• _Page text_:
● ● ● ● ● ● ●
Why can’t you remember where you put the thing? You made a special place for it!

ADHD

You’ve got a new or important thing. You don’t have a spot where you keep that thing yet. You decide — this is a good place for the thing, it’s secure. You put it there.

Literally any amount of time later, including the same day:

Where did you put that thing?

Cannot find the thing.

Why does this happen?

I think this is caused by performing an action at the same time as trying to remember something important in our short term memory but with no mnemonic devices*.

Because it’s not a place you normally store similar things, you can’t remember your own reasoning because you were in the middle of an action (the act of putting it away). You’re likely to look in the places you put other things normally.

It’s the same thing that happens when we are walking into another room and we just immediately forget why. The act of walking and trying to get there takes precedent. We got stuck on the ‘walk’ tab of our brain.
● ● ● ● ● ● ●
• _Dataset content_:
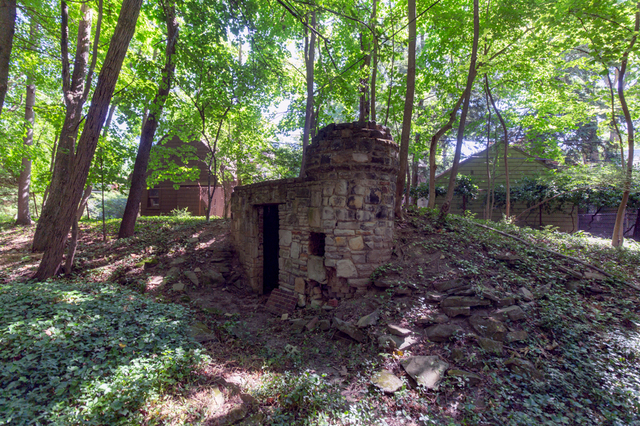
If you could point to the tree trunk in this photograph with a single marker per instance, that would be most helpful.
● ● ● ● ● ● ●
• _Challenges_:
**A)** Answer these questions using the text on misplaced things, one answer per line:
(i) How soon after putting the thing away can you lose track of it?
(ii) Where are you likely to look for it?
(iii) What everyday situation does the text say is the same thing happening?
**B)** Using the text on misplaced things, explain in one to three sentences why you can't remember your own reasoning for the spot you chose.
**C)** Reproduce everything from "You’ve got a" down to "put that thing?" in the text on misplaced things.
The material comes from a different source than the text.

• _Exercise responses_:
**A)**
(i) Literally any amount of time later, including the same day.
(ii) In the places where you normally put other things.
(iii) Walking into another room and immediately forgetting why.

**B)** The spot isn't a place where you normally store similar things. You also chose it while you were in the middle of an action, the act of putting the thing away. So the reasoning isn't held in memory.

**C)**
You’ve got a new or important thing. You don’t have a spot where you keep that thing yet. You decide — this is a good place for the thing, it’s secure. You put it there.

Literally any amount of time later, including the same day:

Where did you put that thing?